**WHAT YOU ARE ASKED TO DO:** The listing below must be repeated word for word, with its images excluded.

**INFORMATION:**
===

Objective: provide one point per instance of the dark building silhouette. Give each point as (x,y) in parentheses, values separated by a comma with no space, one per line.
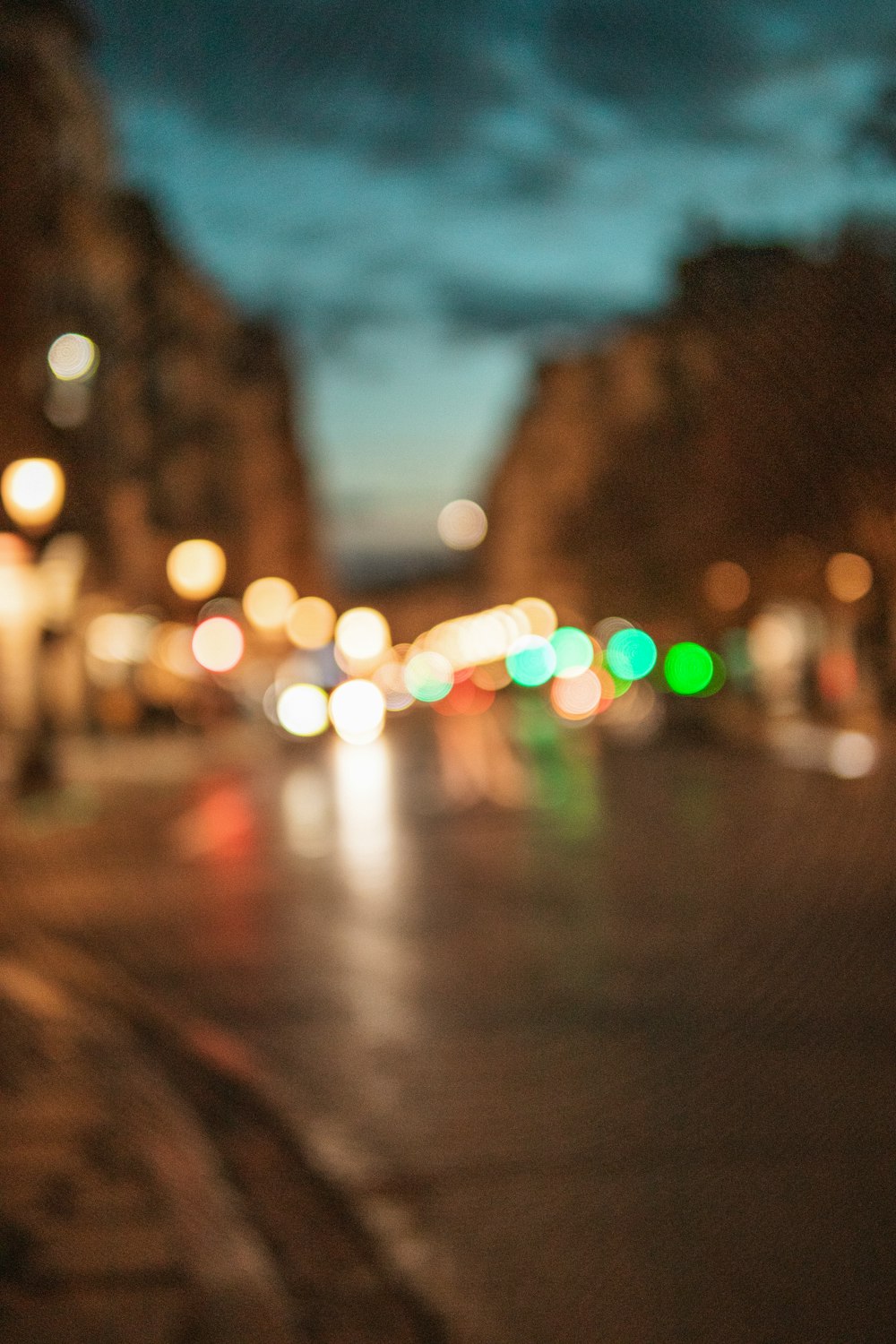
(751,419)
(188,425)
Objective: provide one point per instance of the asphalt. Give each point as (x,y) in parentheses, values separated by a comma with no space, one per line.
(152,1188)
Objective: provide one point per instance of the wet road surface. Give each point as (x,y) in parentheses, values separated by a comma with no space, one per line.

===

**SOLUTION:**
Objective: provide one point per instance of the dark building silhouette. Give each point as (x,y) in parentheses, values separated by a comma with no space, one per line.
(751,419)
(188,425)
Objective: provide one point per instance of the asphalt. Give each point as (x,y) in parentheses, values separated by a comma with no space, one per line.
(152,1188)
Objective: provide one point per instance of the wet road surface. Give each point as (x,y) in parentheses, values separated by a comma with no space, one per line.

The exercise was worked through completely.